-- INSTRUCTION --
Count the lines below that contain the word "woman", and reply with that number alone.

-- SOURCE RECORDS --
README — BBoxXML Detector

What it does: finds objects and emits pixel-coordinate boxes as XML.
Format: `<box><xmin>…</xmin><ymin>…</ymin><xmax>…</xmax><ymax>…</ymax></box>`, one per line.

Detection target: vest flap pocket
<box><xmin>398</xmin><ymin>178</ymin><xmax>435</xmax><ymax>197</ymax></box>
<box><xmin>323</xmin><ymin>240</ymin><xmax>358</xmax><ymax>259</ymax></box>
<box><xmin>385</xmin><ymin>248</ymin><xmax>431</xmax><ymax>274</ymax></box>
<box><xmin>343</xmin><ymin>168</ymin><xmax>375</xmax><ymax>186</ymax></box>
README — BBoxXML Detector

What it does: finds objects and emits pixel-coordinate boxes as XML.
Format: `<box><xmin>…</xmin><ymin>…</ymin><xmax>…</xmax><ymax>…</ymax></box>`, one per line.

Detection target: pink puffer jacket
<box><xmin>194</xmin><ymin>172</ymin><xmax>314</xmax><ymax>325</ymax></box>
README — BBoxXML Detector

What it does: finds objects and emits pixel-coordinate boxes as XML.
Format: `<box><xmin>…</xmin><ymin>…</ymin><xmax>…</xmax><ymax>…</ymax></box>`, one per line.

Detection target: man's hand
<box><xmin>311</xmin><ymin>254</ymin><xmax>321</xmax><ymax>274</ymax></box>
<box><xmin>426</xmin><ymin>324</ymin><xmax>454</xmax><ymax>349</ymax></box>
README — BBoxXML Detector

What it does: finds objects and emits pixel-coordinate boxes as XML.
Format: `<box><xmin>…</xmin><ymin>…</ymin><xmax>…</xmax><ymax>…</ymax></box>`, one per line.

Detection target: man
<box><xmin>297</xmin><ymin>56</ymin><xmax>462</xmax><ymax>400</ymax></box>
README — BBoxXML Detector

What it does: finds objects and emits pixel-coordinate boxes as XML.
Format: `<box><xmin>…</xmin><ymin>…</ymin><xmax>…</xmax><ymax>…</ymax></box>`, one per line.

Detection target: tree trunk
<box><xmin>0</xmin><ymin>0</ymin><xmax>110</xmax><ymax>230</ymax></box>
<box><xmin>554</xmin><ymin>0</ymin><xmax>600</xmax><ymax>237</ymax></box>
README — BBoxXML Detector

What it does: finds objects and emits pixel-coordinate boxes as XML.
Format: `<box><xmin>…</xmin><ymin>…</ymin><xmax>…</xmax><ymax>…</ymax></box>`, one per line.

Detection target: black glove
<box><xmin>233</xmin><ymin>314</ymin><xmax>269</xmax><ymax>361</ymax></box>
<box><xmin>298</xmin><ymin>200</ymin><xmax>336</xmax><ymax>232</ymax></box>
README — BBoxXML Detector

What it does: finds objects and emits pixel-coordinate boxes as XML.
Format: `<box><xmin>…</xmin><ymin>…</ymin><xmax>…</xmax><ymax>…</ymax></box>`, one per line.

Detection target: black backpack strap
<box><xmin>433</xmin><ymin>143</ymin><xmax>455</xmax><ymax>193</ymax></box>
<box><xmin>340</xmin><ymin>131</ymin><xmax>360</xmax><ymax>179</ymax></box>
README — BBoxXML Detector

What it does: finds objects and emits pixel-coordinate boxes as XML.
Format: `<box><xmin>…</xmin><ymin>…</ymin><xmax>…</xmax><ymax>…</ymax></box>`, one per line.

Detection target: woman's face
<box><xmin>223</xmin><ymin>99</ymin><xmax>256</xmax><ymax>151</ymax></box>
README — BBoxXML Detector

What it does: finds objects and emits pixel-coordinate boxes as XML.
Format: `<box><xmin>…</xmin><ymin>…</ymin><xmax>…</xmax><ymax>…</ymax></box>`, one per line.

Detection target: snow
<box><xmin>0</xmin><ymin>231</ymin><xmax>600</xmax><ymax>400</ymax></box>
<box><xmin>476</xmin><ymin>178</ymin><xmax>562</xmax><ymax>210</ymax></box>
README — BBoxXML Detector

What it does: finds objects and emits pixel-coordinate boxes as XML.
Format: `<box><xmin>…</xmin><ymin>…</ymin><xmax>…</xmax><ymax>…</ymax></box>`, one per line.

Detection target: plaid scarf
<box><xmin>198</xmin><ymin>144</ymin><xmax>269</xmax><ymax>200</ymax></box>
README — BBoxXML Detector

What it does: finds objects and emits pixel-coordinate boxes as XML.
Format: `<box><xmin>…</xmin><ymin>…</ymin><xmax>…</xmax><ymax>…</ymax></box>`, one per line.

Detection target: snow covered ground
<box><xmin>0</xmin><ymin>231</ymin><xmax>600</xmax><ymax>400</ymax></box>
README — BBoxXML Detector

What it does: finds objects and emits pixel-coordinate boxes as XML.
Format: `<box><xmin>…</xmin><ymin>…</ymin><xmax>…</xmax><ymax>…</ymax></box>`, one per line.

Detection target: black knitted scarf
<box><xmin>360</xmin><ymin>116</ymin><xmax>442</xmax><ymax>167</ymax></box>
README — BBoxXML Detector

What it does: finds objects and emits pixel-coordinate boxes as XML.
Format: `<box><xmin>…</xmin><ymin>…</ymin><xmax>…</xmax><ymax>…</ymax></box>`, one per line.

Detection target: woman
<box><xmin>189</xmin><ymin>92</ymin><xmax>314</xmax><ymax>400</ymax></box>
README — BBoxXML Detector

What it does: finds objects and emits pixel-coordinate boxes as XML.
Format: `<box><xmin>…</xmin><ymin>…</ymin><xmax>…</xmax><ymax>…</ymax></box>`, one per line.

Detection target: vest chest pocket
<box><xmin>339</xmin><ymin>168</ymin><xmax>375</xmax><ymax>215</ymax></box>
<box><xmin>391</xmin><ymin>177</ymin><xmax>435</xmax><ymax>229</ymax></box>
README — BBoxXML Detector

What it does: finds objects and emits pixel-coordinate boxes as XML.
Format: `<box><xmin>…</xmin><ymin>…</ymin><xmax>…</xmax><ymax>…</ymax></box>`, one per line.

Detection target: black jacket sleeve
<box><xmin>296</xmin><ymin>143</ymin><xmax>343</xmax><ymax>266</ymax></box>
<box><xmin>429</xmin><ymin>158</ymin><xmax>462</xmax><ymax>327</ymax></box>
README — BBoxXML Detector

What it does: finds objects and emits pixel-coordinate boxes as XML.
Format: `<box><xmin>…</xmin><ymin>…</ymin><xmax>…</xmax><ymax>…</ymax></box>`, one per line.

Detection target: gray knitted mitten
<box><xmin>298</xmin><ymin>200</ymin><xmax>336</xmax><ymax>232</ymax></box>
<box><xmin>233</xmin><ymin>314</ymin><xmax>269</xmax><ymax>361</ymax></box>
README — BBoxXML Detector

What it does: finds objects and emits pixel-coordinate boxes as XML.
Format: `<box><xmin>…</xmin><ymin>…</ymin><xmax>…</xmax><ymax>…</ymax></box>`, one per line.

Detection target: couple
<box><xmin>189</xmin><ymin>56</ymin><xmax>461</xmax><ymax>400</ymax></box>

-- SOLVED EXERCISE --
2